--- START PAGE TEXT ---

# FLIPCOIN - the definite topic for us to learn Segtrees!!

I know it can be solved using Binary Indexed Trees. I read them, but still haven’t been able to find a solution. Can someone explains me the algo, please…

Ok.
This can be solved using segment trees.
In each node you keep :

• how many coins in subtree are heads up
• how many flips were made
If you don’t know how to code it yet,
and i wiil show you how to code this.

@stasszczesniak why don’t you try to explain it trough here so everyone can learn a few new things?

I have a very hard time and difficulty with coding Segment Trees myself, but, to solve this problem, you basically need two things:

• Understand that you need to update a range of elements and not simply a single element;
• Understand what needs to be done in the query function;

Like I said, I have read many, many things on segment trees but, never really could implement them properly on my own, so this will be a somewhat theoretical explanation… If something is wrong, please try to correct it.

First of all, it matters to say that segment trees are nice fucking awesome because they allow you to answer range queries, like how many coins between A and B are heads up in logarithmic time instead of linear time in the size of the interval (B-A+1 for this purpose).

--- END PAGE TEXT ---
--- START PROVIDED INFORMATION ---

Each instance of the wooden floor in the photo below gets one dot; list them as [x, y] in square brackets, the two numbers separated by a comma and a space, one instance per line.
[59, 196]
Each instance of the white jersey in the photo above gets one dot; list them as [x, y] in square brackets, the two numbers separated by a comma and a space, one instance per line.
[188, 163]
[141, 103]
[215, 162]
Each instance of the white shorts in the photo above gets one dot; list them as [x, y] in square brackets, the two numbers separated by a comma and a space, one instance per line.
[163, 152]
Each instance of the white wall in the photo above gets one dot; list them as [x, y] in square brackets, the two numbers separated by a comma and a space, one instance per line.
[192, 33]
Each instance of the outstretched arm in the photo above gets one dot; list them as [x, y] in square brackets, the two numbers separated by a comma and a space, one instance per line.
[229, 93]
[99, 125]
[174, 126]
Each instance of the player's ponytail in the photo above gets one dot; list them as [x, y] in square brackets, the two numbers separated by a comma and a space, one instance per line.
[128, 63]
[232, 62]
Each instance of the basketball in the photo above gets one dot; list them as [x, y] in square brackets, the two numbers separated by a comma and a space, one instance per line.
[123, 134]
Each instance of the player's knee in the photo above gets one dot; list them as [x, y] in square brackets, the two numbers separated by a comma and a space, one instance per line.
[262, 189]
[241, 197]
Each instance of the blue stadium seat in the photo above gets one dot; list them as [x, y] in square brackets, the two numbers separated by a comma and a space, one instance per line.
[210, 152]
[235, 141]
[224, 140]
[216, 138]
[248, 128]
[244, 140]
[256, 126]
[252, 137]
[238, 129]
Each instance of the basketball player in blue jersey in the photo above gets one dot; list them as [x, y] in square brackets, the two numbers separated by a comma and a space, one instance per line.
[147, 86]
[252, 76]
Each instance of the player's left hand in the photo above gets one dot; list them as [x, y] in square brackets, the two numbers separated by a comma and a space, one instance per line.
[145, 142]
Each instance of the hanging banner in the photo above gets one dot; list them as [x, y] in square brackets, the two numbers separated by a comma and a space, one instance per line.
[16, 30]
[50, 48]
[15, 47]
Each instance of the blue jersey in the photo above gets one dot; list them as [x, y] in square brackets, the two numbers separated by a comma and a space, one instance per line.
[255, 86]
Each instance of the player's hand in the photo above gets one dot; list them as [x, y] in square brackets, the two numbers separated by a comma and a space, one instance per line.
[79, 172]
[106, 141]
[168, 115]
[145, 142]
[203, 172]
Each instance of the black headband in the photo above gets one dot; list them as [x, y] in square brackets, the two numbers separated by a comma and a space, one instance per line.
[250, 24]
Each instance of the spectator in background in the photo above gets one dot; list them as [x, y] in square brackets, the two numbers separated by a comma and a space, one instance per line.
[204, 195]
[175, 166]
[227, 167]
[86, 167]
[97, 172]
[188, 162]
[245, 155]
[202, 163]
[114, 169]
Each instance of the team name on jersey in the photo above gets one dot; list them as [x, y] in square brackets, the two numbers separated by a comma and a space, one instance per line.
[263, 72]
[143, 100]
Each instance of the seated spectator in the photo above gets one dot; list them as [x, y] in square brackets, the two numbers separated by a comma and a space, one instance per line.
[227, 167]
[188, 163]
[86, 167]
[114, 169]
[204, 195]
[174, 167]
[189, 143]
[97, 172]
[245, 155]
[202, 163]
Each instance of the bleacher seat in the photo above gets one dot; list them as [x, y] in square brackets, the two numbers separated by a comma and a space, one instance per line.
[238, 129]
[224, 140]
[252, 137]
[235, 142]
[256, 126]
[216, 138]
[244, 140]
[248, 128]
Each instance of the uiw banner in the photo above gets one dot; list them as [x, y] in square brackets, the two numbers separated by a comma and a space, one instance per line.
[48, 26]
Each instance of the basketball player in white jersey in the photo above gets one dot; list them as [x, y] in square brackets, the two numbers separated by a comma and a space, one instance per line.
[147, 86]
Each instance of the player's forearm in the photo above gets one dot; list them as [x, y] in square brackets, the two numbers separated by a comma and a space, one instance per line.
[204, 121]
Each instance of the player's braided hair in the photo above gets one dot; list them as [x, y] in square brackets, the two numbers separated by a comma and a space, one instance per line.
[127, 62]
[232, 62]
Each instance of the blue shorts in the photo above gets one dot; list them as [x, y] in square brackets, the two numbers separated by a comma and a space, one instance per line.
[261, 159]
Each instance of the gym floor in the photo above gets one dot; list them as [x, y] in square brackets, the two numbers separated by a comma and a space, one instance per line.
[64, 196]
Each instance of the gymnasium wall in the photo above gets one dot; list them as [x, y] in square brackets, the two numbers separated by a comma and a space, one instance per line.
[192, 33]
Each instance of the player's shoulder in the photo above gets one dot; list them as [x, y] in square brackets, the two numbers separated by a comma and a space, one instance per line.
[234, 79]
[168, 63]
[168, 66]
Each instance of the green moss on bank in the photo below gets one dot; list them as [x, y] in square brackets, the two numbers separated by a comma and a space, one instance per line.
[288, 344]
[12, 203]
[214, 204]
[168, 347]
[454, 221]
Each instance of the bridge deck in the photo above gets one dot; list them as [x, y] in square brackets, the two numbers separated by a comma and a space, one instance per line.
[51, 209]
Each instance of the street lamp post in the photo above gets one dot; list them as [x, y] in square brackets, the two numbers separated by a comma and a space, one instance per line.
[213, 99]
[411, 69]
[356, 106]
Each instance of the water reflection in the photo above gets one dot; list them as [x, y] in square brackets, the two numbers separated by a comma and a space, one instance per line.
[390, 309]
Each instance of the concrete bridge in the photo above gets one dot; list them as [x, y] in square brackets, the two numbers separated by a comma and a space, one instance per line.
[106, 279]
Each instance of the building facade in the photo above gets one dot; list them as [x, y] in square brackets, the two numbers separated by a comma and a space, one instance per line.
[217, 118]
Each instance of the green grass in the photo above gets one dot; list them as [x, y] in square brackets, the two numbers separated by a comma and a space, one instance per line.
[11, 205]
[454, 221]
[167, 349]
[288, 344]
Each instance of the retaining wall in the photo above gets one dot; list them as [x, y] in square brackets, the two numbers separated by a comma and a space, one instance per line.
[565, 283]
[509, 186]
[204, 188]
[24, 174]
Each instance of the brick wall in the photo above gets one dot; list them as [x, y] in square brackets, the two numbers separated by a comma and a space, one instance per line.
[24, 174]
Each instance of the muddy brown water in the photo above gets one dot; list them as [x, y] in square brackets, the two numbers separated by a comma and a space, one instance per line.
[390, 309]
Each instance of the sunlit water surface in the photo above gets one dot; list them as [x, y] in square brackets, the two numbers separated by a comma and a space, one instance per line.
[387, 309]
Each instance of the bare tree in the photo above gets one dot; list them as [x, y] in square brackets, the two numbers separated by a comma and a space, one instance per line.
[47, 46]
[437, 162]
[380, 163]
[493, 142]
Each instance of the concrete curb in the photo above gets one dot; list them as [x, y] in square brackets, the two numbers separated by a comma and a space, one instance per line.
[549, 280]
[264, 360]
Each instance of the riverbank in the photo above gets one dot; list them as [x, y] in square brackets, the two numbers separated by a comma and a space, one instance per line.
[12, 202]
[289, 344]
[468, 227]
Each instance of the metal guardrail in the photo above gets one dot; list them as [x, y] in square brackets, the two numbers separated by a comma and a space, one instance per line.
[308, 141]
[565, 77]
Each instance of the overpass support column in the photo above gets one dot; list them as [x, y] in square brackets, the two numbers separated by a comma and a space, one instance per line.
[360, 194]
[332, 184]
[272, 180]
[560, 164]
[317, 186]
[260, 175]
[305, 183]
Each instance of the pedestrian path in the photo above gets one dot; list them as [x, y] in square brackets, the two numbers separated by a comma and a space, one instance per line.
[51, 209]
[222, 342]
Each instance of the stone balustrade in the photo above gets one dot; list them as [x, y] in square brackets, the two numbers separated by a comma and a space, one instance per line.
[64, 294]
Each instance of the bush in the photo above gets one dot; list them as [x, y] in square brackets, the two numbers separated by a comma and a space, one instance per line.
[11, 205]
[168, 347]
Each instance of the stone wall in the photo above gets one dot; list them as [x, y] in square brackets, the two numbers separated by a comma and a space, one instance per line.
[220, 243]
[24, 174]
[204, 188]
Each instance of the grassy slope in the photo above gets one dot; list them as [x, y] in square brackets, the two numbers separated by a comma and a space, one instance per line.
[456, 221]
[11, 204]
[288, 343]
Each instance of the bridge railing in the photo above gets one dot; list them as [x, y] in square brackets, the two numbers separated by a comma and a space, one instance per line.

--- END PROVIDED INFORMATION ---

EXERCISE REQUIREMENTS:
**a.** According to the FLIPCOIN thread, what should each segment tree node keep?
**b.** Carry on the FLIPCOIN segment-tree thread from its last sentence.

ANSWERS PER TASK:
**a.** How many coins in its subtree are heads up and how many flips were made.

**b.**
For the sake of an example, let’s consider just a static array where single updates are performed. How would we go about solving this problem in the first place?

It’s not so hard if we are aware of the basic strcture of a segment tree and if we can map this into something we are familiar with.

Let’s consider now the static array with the following coins, where H means heads and T means tails.

[H, T, H, H, T, T, T]

(note: this is actually one of the things I can’t seem to know how to fix, but, when the original array you have has a size which is not power of 2, I don’t really know how to build up all the nodes.)

If we want to count how many coins in a range are Heads up, we can map this into a well known problem for segment trees:

If Heads = integer number 1 and Tails = integer number 0 then the answer we are looking for is simply the sum of all numbers in range (A,B), right?

Then when building the “internal” nodes of the segment tree, this is the info we will store on the nodes: the sum of its descendents.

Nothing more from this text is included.